▸ **WHAT NEEDS TO BE DONE**:
Make an exact copy of the entries, taking out every picture.

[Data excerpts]

↓

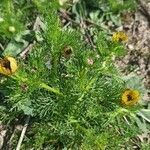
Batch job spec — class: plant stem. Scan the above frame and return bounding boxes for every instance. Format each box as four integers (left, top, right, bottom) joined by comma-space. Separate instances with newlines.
40, 82, 63, 96
12, 75, 63, 96
78, 77, 96, 101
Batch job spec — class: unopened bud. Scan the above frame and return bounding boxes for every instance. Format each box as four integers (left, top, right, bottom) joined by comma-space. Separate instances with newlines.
59, 0, 68, 6
87, 58, 94, 65
8, 26, 16, 33
0, 17, 4, 23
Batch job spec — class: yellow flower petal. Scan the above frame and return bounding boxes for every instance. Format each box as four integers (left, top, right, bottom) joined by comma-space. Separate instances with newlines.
112, 31, 128, 42
0, 56, 18, 76
121, 89, 140, 106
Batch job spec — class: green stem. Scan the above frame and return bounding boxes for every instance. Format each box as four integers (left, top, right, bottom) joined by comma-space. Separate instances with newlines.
39, 82, 63, 96
78, 77, 96, 101
11, 75, 63, 96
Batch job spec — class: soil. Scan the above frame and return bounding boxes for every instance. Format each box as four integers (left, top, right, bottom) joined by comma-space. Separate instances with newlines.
116, 7, 150, 102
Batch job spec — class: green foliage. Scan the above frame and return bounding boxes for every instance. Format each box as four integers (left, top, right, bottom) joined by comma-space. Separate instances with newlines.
0, 0, 146, 149
0, 0, 38, 55
79, 0, 136, 13
0, 0, 23, 38
108, 0, 136, 13
70, 0, 136, 28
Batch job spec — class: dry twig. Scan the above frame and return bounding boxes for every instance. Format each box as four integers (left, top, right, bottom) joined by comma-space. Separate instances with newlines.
20, 16, 43, 59
16, 116, 30, 150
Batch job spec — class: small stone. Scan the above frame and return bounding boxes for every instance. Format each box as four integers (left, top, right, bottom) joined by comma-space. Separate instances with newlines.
15, 125, 23, 131
116, 26, 123, 31
108, 21, 113, 27
128, 44, 134, 50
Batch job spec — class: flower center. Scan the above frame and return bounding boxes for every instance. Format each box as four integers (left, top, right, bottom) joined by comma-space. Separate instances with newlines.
127, 94, 133, 101
1, 59, 11, 70
64, 49, 72, 55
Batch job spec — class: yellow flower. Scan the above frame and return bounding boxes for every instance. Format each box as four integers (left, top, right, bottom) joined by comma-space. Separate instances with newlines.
0, 56, 18, 76
112, 31, 128, 42
121, 89, 140, 106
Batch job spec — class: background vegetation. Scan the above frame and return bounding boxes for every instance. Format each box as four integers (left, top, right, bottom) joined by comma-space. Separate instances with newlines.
0, 0, 149, 149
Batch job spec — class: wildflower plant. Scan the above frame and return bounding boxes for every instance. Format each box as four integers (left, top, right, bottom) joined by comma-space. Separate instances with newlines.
0, 1, 146, 149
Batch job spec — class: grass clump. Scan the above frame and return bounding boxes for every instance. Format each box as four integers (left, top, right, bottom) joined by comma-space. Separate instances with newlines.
0, 1, 145, 149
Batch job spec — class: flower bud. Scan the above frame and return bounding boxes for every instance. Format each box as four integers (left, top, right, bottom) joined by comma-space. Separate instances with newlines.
8, 26, 16, 33
87, 58, 94, 65
0, 17, 4, 23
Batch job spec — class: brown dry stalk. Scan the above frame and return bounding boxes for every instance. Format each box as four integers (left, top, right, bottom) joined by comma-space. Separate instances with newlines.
16, 116, 30, 150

↑

▸ **EXERCISE RESULT**:
Batch job spec — class: plant stem. Scan the above frame and return bounding boxes for every instance. Format each box as four integers (left, top, right, bottom) joined by comma-space. Separate instances with newlines.
40, 82, 63, 96
12, 75, 63, 96
78, 77, 96, 101
Batch job spec — class: unopened bud. Scan the above frame and return bounding boxes for every instance. Format each box as four integers (left, top, right, bottom) joined by comma-space. Separate instances with newlines.
59, 0, 68, 6
87, 58, 94, 65
8, 26, 16, 33
0, 17, 4, 23
Batch job spec — class: yellow flower petal. Scan the above frame and return bounding boxes for every instance. Format each box as four integers (left, top, right, bottom) joined by comma-space. Separate instances with newlines.
112, 31, 128, 42
0, 56, 18, 76
121, 89, 140, 106
Batch job spec — class: green stem. Scan the above frame and return bounding boxes for every instance. Format each box as four integers (left, top, right, bottom) joined by comma-space. Separate instances with newlines.
39, 82, 63, 96
78, 77, 96, 101
11, 75, 63, 96
Batch job spec — class: soil. Scan the above frame and return bounding boxes for every instance. Format each box as four integers (left, top, right, bottom) joined by comma-space. Separate instances with newlines.
116, 7, 150, 102
Batch job spec — class: green foliage. Scan the above frame and return bounding boxes for every instance. Format each box as four integers (left, top, right, bottom) joined by comma-space. Separate instances with newlines.
0, 0, 146, 149
0, 0, 38, 55
79, 0, 136, 13
0, 0, 23, 38
108, 0, 136, 13
70, 0, 136, 28
Batch job spec — class: dry twig. Scan the above frame and return bounding boxes for every instance. Format each box as four integers (left, top, right, bottom) joined by comma-space. Separate instances with newlines.
20, 16, 43, 59
16, 116, 30, 150
Batch job spec — class: small stone. Scan the above frame and return bounding boxes for every instance. Format each box as four integers (left, top, right, bottom) joined by comma-space. Separate instances with newlines.
15, 125, 23, 131
116, 26, 123, 31
108, 21, 113, 27
128, 44, 134, 50
Batch job spec — class: flower center. Scan the above frame and return bounding boxes for every instance. Format each box as four integers (left, top, right, bottom) joined by comma-space. Separate instances with newlines.
127, 94, 133, 101
1, 59, 11, 70
64, 49, 72, 55
Batch job spec — class: yellow flower. Scan the above frame and return bounding boxes for every instance. Format each box as four integers (left, top, right, bottom) joined by comma-space. Separate instances with newlines.
0, 56, 18, 76
112, 31, 128, 42
121, 89, 140, 106
Batch job spec — class: background vegetation. Scan the above frame and return bounding boxes for every instance. Format each box as four integers (left, top, right, bottom) joined by comma-space. Separate instances with newlines.
0, 0, 149, 149
Batch job spec — class: wildflower plant. Scan the above frame and return bounding boxes for every instance. Format each box as four integers (left, top, right, bottom) joined by comma-space. Separate instances with newlines.
0, 1, 146, 149
Batch job spec — class: grass clump. Scan the above frame and return bounding boxes for every instance. Format each box as four integers (left, top, right, bottom) joined by comma-space. Separate instances with newlines.
0, 1, 145, 149
Batch job spec — class: flower bud. Scan the above frame and return bounding boxes for every instance. Format each box as four integers (left, top, right, bottom) joined by comma-space. Separate instances with newlines.
8, 26, 16, 33
87, 58, 94, 65
0, 17, 4, 23
Batch job spec — class: brown dry stalk. Scan the above frame and return bounding boxes for every instance. Format each box as four integers (left, top, right, bottom) joined by comma-space. Separate instances with newlines.
16, 116, 30, 150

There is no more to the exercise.